[Start of Dataset rows]

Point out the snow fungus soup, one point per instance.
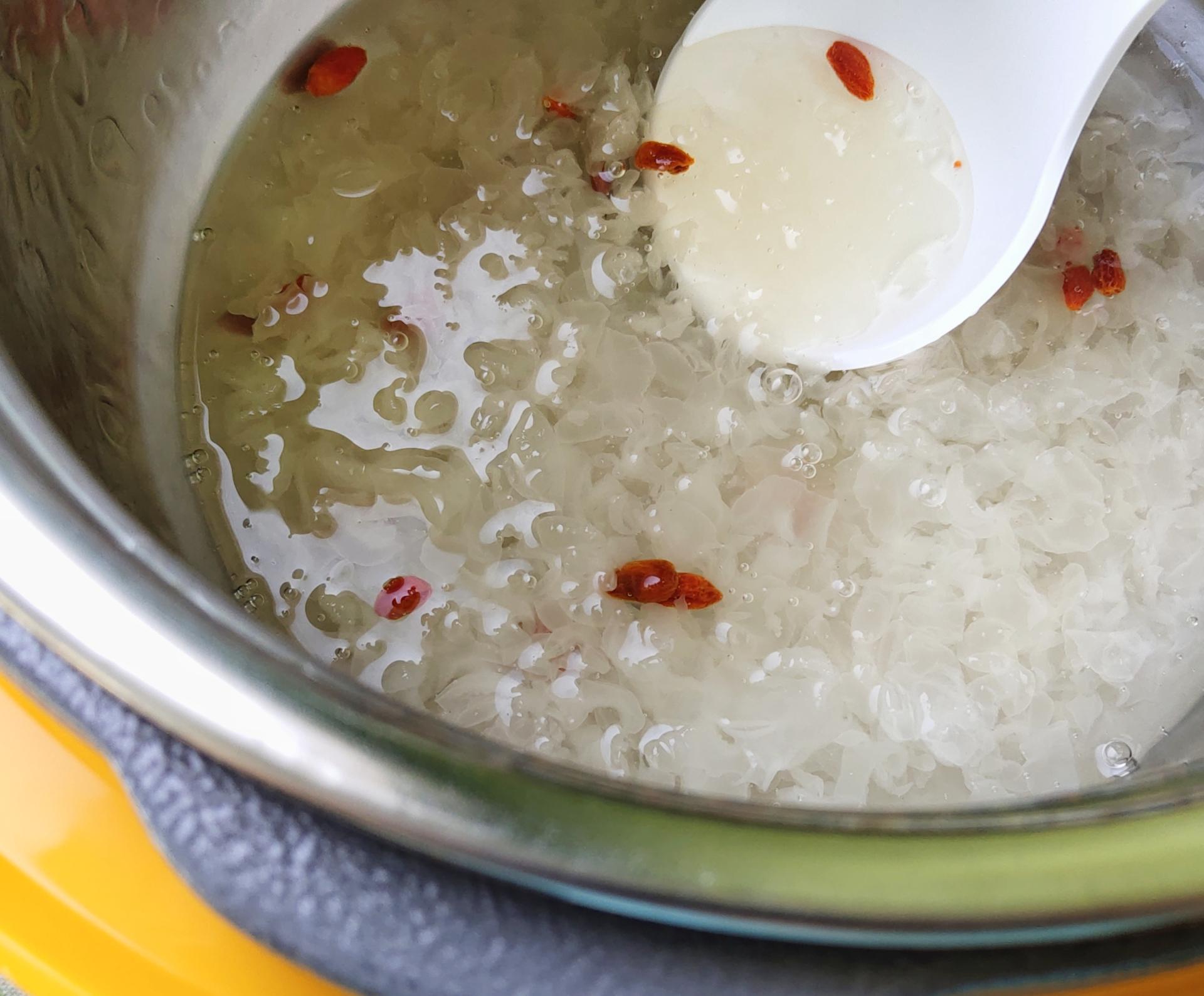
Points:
(462, 436)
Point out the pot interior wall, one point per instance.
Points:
(115, 118)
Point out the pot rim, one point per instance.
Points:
(149, 629)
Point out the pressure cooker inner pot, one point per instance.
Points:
(396, 364)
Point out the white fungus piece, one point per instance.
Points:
(947, 580)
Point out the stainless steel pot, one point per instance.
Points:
(114, 118)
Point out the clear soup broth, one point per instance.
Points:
(446, 389)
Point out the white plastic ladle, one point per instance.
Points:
(1019, 78)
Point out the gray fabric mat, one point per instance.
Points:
(382, 921)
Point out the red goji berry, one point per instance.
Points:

[End of Dataset rows]

* _Task directions_: Update all the items above by replacing each "one point per instance" with "one point for each instance" and leaving everything else unchanged. Leave the pictures out of your answer.

* _Correct answer_:
Point out the snow fungus soup, one point for each instance.
Points:
(462, 436)
Point out the pot interior wall, one point for each instance.
Points:
(115, 118)
Point out the pot rim, one point for each instance.
Points:
(149, 629)
Point out the pressure cooker inner pot, one point for each instance.
Points:
(396, 364)
Point out the white fungus piece, one point for each instance.
Points:
(947, 580)
Point out the stainless steel pot, one point for each instance.
Points:
(114, 118)
Point out the clear soup broth, one point for each instance.
Points:
(446, 389)
Point out the white plastic ladle, one point for each instance.
Points:
(1019, 78)
Point out the gray fabric mat, one point for each instance.
Points:
(382, 921)
Point out the red goji berry, one point for each instance.
Points:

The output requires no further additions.